RECORDS SUPPLIED ::
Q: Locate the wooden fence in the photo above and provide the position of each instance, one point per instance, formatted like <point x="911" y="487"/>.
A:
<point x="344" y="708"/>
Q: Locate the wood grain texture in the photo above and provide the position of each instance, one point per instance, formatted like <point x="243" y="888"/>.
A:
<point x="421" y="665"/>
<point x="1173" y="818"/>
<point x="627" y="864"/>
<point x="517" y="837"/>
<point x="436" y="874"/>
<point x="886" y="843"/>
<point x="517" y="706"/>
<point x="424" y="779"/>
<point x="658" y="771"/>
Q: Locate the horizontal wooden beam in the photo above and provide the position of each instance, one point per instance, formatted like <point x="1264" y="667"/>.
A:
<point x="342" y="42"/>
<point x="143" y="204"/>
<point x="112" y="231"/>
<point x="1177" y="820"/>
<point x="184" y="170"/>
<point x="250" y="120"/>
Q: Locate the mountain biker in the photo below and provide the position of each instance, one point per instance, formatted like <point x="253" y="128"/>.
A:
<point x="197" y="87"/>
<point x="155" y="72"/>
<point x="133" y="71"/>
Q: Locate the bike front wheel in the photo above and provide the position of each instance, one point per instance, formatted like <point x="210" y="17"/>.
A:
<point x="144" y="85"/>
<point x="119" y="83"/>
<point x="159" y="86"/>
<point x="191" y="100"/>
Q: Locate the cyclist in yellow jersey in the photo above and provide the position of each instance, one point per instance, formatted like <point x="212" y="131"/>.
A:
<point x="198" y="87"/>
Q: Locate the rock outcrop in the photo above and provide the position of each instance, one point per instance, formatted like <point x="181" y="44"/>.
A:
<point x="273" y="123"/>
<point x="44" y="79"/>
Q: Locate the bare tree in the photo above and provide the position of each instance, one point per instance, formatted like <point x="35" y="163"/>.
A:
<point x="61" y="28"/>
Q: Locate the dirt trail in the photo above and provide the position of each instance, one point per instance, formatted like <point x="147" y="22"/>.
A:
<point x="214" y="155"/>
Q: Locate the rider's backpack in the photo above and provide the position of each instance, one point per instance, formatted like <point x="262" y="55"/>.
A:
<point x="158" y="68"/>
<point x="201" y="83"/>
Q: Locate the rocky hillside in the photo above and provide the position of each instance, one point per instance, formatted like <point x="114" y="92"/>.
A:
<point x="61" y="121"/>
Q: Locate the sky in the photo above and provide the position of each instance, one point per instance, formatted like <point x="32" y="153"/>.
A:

AIM OF THE EXERCISE :: Write the line containing "Q: Locate the dirt" and all the lines after it out again, word for word, through the end of the material, and nothing besides.

RESULT OF THIS TASK ::
Q: Locate the dirt trail in the photo above and provide the position of each instance, one point per instance, formatted like <point x="147" y="22"/>.
A:
<point x="214" y="155"/>
Q: Locate the rider's backpack in the photo above and provide the position of each instance, one point per instance, formatted like <point x="262" y="55"/>.
A:
<point x="158" y="68"/>
<point x="201" y="83"/>
Q: Locate the rocky hillside in the photo above and provide the position of each instance, one point per instance, formatted like <point x="114" y="92"/>.
A:
<point x="61" y="121"/>
Q: Locate the sky in the photo above and provide the position of each instance, one point per instance, formatted like <point x="32" y="153"/>.
A:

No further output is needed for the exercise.